Поставленная задача A:
Определите, согласуются ли с воспоминаниями о Н. Г. Егорычеве следующие утверждения. Для каждого ответьте «да» или «нет» и дословно приведите решающие слова текста.
(i) Бориса Пастухова избрали секретарем Бауманского райкома ВЛКСМ в 1958 году, когда он только что получил диплом МВТУ.
(ii) Егорычев выступил на пленуме ЦК КПСС зимой 1967 года.
(iii) Леонид Ильич вместе с остальными участниками пленума аплодировал Егорычеву.
Поставленная задача B: Продолжите воспоминания о Н. Г. Егорычеве, начиная сразу после последней фразы отрывка.

Приведенный отрывок:
——————————

Читаем Друзей моих прекрасные черты. Воспоминания полностью

Николай Григорьевич сыграл в моей жизни, как и в жизни тысяч людей, чрезвычайно важную роль. С легкой руки секретаря Бауманского райкома партии Н. Г. Егорычева в 1958 году Бориса Пастухова, только что получившего диплом МВТУ имени Н. Э. Баумана, несмотря на его сопротивление и желание работать по распределению, избирают вторым, а затем и первым секретарем Бауманского райкома ВЛКСМ. Пройдет совсем немного времени – и секретаря, скажем скромно, не самого плохого в Москве райкома ВЛКСМ городской комитет партии рекомендует секретарем горкома комсомола. Все это происходило при самом непосредственном участии Николая Егорычева.

Летом 1967 года, уже в качестве секретаря ЦК ВЛКСМ, я присутствовал на том, без преувеличения, историческом пленуме ЦК КПСС, где выступал секретарь Московского городского комитета КПСС Егорычев. Это была незабываемая речь!

В наше время любой говорит все, что бог на душу положит, не выбирая слов и выражений. Перечитывая сейчас выступление Н. Г. Егорычева на пленуме ЦК КПСС в том самом 1967 году, его критичность может показаться сущей ерундой. Но тогда для многих сказанное Николаем Григорьевичем было смелым откровением человека, который выстрадал каждое слово, произнесенное с высокой трибуны.

Руководитель московских коммунистов оказался первым в брежневские времена, кто, не бросая тени на авторитет партии, говорил об исключительно важных и насущных проблемах страны и партии, очень продуманно и доказательно критиковал оборонную политику страны. Ну а кто в то время был Верховным главнокомандующим, объяснять не нужно. Я видел и слышал реакцию присутствующих, слышал бурные аплодисменты, которыми проводили Егорычева участники пленума ЦК от трибуны до самого его места в зале. И только Леонид Ильич сидел мрачный как грозовая туча.

Спустя многие годы, анализируя события первого и второго дней работы пленума – на первом блестящее выступление Егорычева и бурные аплодисменты в его адрес, а на втором – огульное поношение сказанного Николаем Григорьевичем, – я понял, как рискованно и опасно было говорить в те времена о том, что думаешь. Егорычев конечно же знал об этом. Недаром, когда Николай Григорьевич шел тогда на трибуну, мне показалось, что он шагал столь же решительно и убежденно, как в годы войны, когда замполитрука батальона первым поднимался из окопов, чтобы вести за собой в атаку своих товарищей-красноармейцев на Калининском фронте и под Киевом…

Николай Егорычев был совершенно бесстрашным человеком, и свое благополучие он всегда связывал с благополучием государства. Так уж получилось, что ради благополучия государства он должен был произнести эту речь и прямо выразить свое беспокойство. И он сказал, прекрасно зная, чем это может для него обернуться…

С тех пор наши отношения не прерывались, а судьбы переплелись особенно тесно.

——————————

Содержание материала:
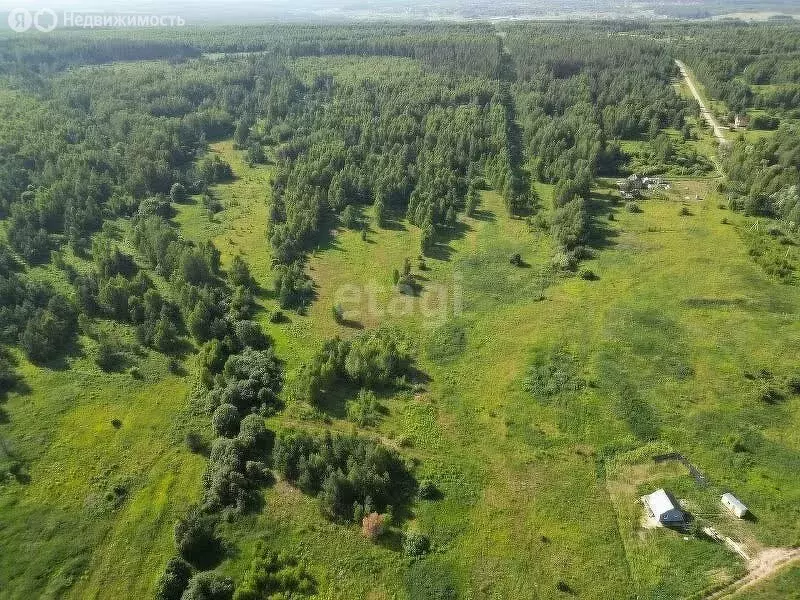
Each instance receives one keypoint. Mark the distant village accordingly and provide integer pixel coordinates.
(634, 186)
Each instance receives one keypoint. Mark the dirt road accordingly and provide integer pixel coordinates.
(762, 566)
(707, 114)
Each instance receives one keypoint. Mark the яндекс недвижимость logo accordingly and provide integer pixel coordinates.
(46, 20)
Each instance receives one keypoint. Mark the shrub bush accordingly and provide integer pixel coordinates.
(226, 420)
(415, 543)
(174, 580)
(195, 537)
(372, 526)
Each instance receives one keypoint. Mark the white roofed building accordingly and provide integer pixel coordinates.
(733, 504)
(664, 508)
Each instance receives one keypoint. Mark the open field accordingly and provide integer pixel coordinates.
(649, 335)
(546, 374)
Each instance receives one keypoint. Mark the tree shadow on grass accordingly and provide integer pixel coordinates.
(391, 539)
(442, 250)
(599, 235)
(484, 215)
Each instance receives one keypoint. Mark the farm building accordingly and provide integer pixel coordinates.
(664, 508)
(733, 504)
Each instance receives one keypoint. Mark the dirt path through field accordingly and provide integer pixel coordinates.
(707, 114)
(762, 566)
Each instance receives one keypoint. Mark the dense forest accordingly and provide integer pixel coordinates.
(98, 157)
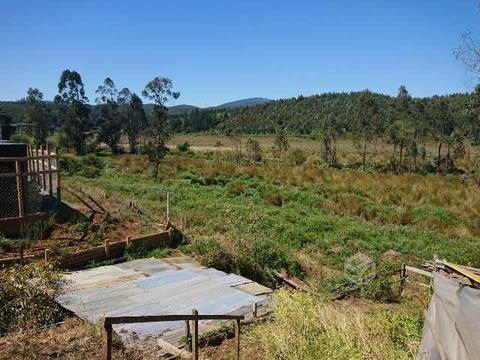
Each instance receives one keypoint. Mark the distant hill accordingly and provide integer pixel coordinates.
(242, 103)
(180, 109)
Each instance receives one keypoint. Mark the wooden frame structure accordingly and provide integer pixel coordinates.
(40, 165)
(195, 318)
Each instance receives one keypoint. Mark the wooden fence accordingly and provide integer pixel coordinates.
(107, 251)
(194, 318)
(24, 178)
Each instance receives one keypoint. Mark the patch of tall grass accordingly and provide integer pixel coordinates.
(304, 327)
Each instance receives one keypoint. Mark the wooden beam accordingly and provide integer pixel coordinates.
(159, 318)
(44, 185)
(418, 271)
(188, 336)
(195, 335)
(181, 353)
(57, 165)
(50, 178)
(107, 340)
(237, 338)
(18, 172)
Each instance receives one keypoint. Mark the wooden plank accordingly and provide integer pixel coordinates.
(25, 158)
(181, 353)
(49, 166)
(291, 280)
(237, 338)
(195, 335)
(158, 318)
(30, 173)
(188, 335)
(465, 272)
(21, 205)
(107, 341)
(57, 165)
(418, 271)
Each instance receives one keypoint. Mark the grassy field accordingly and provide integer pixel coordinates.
(250, 217)
(267, 214)
(377, 152)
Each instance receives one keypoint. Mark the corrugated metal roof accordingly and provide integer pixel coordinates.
(158, 287)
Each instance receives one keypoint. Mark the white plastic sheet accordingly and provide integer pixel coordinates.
(452, 322)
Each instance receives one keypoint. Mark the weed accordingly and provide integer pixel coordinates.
(325, 331)
(27, 296)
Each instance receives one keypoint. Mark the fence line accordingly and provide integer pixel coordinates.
(195, 318)
(107, 251)
(26, 179)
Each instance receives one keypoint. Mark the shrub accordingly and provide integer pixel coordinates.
(27, 296)
(235, 188)
(297, 157)
(185, 147)
(90, 166)
(380, 288)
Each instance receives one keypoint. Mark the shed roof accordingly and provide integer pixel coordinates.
(159, 287)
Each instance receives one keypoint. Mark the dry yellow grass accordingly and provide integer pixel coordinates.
(304, 327)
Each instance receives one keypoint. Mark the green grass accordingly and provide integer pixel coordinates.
(251, 221)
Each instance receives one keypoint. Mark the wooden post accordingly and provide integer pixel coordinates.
(403, 273)
(182, 354)
(195, 337)
(107, 341)
(18, 171)
(237, 338)
(107, 248)
(35, 164)
(50, 177)
(29, 160)
(188, 336)
(44, 186)
(168, 208)
(57, 165)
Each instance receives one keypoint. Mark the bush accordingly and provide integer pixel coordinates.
(90, 166)
(185, 147)
(27, 296)
(235, 188)
(297, 157)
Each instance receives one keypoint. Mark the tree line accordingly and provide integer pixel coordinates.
(118, 112)
(405, 122)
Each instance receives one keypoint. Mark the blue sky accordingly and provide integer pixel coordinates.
(221, 50)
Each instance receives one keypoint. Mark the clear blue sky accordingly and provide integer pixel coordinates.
(222, 50)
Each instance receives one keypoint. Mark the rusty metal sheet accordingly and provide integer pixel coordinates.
(158, 286)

——————————

Верный ответ A:
(i) Да: «в 1958 году Бориса Пастухова, только что получившего диплом МВТУ имени Н. Э. Баумана, несмотря на его сопротивление и желание работать по распределению, избирают вторым, а затем и первым секретарем Бауманского райкома ВЛКСМ».
(ii) Нет: «Летом 1967 года».
(iii) Нет: «И только Леонид Ильич сидел мрачный как грозовая туча».

Верный ответ B:
Спустя 14 лет «сидения» Николая Григорьевича послом в Дании (так обошлось ему выступление на пленуме) я приехал в Копенгаген, чтобы занять ту же должность посла Советского Союза (я сменил на этом посту его преемника Л. И. Менделевича).

Но и это не все. На следующем витке я почти «в затылок» повторил его путь на посольской работе в Афганистане. А спустя еще десяток лет следом за ним я занял должность первого заместителя президента Торгово-промышленной палаты.

Ну а последнее и самое грустное пересечение наших судеб произошло, когда наши с ним товарищи поручили мне открыть траурный митинг по случаю его кончины. Я очень хорошо помню, как трудно давались мне эти слова: «Ушел из жизни замечательный человек, великий гражданин, настоящий коммунист, истинный москвич…»

Уже потом, разбирая бумаги Николая Григорьевича, мы наткнулись в его архиве на неоконченную рукопись, которая начиналась такими словами:

«Мое поколение сегодня обвиняют в том, будто бы оно все делало не так. Завело, мол, страну в тупик, и само по себе оно какое-то жалкое, ущербное, в общем – потерянное. Нас не надо жалеть. Наша жизнь была богатой и интересной. Мы выросли на дрожжах революции, искренне верили в социалистические идеалы. Чаще всего нам было трудно, иногда неимоверно трудно. Но мы были счастливы: ведь на наших глазах страна преображалась, и мы были не просто свидетелями, но и активными участниками тех великих исторических событий, которые взбудоражили не только наше общество, но и весь мир».

Если меня спросят, что было главным и определяющим в личности этого человека, я скажу: «Это был кристальный коммунист». Для него коммунистическая идея, служение ей было и оставалось превыше всего.

Николай Григорьевич принадлежит к яркому и сильному кадровому «подлеску», который в 1960-е годы поднимался к вершинам различных сфер жизни советского общества, выходил на руководящие высоты в партии и государстве. Это были люди молодые, но уже имевшие большой жизненный опыт, прошедшие фронт, хватившие лиха, повидавшие кровь и смерть. Они сделали главное в своей жизни – отстояли Родину в Великой Отечественной войне, и эта победа давала им великую силу.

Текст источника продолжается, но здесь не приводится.